EXCERPTED TEXT ▸

** BEGIN **

It’s the 14th. So here are 14 pointers for the Ed Kuepper-uninitiated, drawn from  his recent acoustic “by request” set at the Powerhouse (part of the Brisbane Festival). 

  1. Ed Kuepper fulfils the acoustic set. Granted, many of the requested songs were already acoustic recordings. But what’s unique is Kuepper’s understanding that acoustic sets breed a particular response, requiring different treatment and temperament from a rock set. Acoustic songs can be barren compared to their original counterparts, but Kuepper avoids comatose replicas; I had the nascent understanding that acoustic sets aren’t always dull mimicries.
  2. Kuepper fosters intimacy. Then again, maybe it’s the Powerhouse’s theatre and stage design. Only 200 people watch Kuepper, centred in front of a red curtain, seated and relaxed with a six-string and 12-string to the side. Being offhand works in Kuepper’s favour.
  3. The lyrics of ‘Real To Me’ are written by Ed Kuepper’s wife; dark, ambiguously heavy handed, delivered with a graceful chorus.

** END **

PROMPT ▸
In the review of Ed Kuepper's Powerhouse set, who wrote the lyrics of 'Real To Me'? The records are separate material, unrelated to the review.

DATASET ▸
** BEGIN **

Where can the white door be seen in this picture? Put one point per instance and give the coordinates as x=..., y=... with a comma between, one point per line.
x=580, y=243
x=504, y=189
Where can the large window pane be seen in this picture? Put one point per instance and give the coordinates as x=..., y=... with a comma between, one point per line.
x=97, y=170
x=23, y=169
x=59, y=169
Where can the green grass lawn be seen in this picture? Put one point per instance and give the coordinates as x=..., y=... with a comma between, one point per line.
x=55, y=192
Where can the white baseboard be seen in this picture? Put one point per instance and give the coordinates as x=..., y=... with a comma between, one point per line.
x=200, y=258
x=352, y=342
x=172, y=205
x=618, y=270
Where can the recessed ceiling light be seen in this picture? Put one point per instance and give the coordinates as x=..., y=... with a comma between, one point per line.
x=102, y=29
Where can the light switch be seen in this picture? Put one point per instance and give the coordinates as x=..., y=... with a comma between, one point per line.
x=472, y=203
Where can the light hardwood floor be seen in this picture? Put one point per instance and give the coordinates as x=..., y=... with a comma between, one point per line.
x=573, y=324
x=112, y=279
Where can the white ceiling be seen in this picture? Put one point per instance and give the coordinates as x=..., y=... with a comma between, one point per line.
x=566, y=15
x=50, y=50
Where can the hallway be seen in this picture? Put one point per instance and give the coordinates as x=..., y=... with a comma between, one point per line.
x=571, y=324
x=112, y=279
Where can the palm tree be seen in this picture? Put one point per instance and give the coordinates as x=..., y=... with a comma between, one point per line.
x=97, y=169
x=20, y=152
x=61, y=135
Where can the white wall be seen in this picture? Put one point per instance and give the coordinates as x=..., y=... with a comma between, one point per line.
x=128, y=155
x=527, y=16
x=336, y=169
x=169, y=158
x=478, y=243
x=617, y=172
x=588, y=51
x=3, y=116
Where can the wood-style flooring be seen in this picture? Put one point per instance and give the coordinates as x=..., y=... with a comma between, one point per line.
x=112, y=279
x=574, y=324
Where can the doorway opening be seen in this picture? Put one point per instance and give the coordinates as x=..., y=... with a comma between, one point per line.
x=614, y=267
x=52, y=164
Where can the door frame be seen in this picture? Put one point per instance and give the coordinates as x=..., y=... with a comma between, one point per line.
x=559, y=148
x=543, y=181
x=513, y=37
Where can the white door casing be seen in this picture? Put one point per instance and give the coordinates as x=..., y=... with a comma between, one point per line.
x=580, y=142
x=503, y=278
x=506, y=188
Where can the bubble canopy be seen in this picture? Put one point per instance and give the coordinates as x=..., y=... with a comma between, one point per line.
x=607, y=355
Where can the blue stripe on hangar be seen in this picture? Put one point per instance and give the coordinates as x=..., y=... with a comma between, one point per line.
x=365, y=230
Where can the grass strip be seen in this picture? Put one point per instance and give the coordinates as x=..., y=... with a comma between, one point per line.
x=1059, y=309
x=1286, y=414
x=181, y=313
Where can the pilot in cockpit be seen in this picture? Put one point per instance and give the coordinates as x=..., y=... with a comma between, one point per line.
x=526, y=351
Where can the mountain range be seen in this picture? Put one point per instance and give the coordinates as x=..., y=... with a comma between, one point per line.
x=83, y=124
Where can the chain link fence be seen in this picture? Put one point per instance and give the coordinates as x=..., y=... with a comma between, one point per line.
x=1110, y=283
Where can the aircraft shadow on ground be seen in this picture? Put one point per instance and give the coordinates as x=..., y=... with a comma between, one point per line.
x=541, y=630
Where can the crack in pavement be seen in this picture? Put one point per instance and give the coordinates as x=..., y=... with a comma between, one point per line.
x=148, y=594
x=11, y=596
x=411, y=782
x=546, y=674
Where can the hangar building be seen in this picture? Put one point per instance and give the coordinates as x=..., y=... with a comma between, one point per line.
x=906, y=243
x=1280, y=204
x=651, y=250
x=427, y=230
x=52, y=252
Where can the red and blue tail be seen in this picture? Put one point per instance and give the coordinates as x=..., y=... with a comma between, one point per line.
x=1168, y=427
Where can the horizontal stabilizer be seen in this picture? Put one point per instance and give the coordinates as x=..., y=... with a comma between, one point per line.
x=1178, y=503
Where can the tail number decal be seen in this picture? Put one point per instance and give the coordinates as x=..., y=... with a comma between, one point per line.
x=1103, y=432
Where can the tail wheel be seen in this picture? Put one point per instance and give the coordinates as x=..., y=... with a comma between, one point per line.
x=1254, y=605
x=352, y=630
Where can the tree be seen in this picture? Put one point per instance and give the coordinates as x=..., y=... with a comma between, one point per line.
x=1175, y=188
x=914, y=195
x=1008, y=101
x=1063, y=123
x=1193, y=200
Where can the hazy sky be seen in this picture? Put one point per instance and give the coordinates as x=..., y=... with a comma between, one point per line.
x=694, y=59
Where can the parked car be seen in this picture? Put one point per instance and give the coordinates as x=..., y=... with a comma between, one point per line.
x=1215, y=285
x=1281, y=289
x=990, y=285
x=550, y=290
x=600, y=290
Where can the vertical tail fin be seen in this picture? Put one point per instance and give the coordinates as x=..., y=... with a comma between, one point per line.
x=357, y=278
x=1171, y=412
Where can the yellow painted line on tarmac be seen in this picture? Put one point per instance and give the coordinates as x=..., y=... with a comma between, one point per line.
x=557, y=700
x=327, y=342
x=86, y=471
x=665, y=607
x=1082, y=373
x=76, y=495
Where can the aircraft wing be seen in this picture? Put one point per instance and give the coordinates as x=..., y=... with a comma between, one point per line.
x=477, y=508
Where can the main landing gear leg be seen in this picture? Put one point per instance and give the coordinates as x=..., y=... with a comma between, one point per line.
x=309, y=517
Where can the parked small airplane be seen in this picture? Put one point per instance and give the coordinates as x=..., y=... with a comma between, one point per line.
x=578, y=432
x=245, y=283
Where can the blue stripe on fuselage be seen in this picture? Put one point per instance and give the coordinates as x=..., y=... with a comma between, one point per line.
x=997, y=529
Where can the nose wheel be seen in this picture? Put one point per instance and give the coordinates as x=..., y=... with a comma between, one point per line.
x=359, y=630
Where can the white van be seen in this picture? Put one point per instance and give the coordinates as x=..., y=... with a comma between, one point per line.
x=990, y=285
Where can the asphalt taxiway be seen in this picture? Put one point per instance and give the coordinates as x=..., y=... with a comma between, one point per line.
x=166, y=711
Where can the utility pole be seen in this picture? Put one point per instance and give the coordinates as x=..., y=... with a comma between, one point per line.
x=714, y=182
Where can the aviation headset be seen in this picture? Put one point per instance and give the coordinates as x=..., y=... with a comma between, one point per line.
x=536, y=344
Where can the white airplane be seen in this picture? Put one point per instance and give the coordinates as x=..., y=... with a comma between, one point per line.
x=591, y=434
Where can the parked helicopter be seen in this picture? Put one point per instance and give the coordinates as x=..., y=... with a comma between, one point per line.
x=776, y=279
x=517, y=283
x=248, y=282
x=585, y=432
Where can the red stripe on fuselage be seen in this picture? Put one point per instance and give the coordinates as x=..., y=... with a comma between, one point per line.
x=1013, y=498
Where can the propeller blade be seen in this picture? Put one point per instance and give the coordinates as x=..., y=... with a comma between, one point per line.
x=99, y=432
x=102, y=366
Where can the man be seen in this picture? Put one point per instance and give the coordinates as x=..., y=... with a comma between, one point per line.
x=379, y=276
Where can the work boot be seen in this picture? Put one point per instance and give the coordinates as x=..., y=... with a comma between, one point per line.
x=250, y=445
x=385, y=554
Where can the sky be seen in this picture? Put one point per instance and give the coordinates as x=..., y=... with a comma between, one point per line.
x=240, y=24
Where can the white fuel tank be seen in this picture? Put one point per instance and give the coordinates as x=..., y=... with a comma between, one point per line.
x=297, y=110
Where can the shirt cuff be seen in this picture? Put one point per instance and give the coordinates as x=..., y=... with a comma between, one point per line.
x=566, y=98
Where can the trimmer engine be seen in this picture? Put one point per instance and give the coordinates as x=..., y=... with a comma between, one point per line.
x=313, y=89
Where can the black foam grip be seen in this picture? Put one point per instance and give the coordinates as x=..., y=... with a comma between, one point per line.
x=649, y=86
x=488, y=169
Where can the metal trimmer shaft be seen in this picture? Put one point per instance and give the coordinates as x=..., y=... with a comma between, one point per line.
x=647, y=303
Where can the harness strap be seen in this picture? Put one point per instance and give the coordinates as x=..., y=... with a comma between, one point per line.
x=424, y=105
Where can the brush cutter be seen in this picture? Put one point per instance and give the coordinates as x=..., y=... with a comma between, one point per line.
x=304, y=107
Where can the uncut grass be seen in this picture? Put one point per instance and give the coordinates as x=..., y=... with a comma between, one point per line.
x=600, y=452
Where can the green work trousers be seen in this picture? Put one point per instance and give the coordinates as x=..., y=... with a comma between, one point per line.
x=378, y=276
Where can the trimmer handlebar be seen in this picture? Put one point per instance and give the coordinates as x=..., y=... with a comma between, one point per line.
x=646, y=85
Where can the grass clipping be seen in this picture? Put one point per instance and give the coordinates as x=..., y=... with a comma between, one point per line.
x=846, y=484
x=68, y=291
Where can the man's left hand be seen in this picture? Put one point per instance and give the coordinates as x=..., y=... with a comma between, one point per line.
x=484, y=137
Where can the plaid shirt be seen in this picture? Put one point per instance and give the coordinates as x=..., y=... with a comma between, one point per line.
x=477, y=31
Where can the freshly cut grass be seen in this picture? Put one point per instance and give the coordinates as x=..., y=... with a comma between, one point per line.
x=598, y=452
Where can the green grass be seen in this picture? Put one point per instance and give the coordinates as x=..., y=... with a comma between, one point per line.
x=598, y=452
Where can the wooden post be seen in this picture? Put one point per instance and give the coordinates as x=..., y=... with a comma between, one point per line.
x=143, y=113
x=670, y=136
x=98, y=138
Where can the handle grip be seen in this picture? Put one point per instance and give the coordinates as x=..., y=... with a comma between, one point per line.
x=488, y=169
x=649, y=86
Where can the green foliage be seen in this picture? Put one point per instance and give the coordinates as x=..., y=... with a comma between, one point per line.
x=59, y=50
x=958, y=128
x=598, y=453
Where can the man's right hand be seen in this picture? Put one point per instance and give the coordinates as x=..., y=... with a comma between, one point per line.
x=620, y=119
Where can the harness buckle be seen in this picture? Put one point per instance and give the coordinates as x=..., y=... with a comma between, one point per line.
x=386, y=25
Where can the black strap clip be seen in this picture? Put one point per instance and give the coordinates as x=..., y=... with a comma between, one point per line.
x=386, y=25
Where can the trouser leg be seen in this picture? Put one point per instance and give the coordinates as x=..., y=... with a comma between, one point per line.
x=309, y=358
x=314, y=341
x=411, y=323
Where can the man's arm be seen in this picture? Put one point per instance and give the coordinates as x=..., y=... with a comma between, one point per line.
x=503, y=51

** END **

THE REPLY ▸
Ed Kuepper's wife.